++++ Exercise data

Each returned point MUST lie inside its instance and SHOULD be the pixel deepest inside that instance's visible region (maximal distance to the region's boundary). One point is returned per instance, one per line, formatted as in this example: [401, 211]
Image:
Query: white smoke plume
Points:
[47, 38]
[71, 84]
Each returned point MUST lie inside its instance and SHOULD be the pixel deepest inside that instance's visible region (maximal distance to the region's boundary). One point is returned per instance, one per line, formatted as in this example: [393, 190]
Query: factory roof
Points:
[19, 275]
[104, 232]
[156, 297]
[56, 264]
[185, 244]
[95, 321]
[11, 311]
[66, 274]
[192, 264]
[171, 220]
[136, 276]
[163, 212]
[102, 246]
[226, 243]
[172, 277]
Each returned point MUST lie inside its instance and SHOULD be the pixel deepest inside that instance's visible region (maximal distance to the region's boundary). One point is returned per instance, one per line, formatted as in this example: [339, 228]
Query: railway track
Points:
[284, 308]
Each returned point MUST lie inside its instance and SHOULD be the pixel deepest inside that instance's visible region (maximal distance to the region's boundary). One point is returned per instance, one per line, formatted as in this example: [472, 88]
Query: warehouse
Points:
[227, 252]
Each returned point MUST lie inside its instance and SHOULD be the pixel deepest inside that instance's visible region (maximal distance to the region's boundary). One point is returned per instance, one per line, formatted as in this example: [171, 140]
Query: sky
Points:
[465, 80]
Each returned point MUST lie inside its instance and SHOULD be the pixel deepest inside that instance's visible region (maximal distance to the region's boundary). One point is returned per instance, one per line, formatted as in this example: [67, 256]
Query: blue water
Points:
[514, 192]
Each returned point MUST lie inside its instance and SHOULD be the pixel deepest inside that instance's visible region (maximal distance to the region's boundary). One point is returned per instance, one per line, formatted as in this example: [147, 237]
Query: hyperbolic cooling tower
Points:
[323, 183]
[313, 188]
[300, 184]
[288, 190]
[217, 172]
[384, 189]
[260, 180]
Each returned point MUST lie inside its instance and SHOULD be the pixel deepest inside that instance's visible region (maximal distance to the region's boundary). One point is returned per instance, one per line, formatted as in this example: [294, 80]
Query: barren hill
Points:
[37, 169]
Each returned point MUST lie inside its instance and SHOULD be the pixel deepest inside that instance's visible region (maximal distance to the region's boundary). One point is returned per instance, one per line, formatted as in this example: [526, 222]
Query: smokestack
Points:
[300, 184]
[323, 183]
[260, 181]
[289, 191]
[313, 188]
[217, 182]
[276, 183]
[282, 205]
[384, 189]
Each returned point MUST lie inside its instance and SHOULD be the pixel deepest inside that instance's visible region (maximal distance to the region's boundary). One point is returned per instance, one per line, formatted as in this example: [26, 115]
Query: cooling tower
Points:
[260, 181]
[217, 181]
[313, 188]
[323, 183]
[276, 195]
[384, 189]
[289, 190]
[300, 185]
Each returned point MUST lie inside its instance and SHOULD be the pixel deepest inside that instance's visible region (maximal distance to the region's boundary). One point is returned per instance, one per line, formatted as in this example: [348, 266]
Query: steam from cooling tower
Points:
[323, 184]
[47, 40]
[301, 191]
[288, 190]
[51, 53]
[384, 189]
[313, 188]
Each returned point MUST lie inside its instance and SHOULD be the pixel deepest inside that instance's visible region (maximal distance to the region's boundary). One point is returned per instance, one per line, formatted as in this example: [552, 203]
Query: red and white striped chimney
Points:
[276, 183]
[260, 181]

++++++++

Render the lines from the one containing "example: [26, 115]" through the end of the entries as a Markdown table with the columns Row and Line, omitting blank lines.

| Row | Line |
|---|---|
| 1 | Each returned point MUST lie inside its instance and SHOULD be the pixel deepest inside that instance's visible region (maximal distance to the region's boundary). One point is returned per instance, one per line, formatted as in this example: [26, 115] |
| 2 | Query: cooling tower |
| 3 | Points: |
| 4 | [260, 181] |
| 5 | [217, 181] |
| 6 | [313, 188] |
| 7 | [323, 183] |
| 8 | [276, 195] |
| 9 | [384, 189] |
| 10 | [289, 190] |
| 11 | [300, 185] |
| 12 | Each returned point MUST lie inside its instance and SHOULD be the pixel deepest inside that instance's visible region (maximal distance to the region's boundary). One point is returned per instance, one per line, formatted as in this example: [348, 266] |
| 13 | Query: steam from cooling tower |
| 14 | Points: |
| 15 | [323, 184] |
| 16 | [47, 40] |
| 17 | [301, 191] |
| 18 | [288, 190] |
| 19 | [51, 53] |
| 20 | [384, 189] |
| 21 | [313, 188] |
| 22 | Each returned point MUST lie inside its instance and SHOULD be the pixel deepest inside that instance's visible region (maximal distance to the region's boundary). One point is returned per instance, one per line, formatted as in this example: [552, 203] |
| 23 | Query: red and white striped chimney |
| 24 | Points: |
| 25 | [276, 183] |
| 26 | [260, 181] |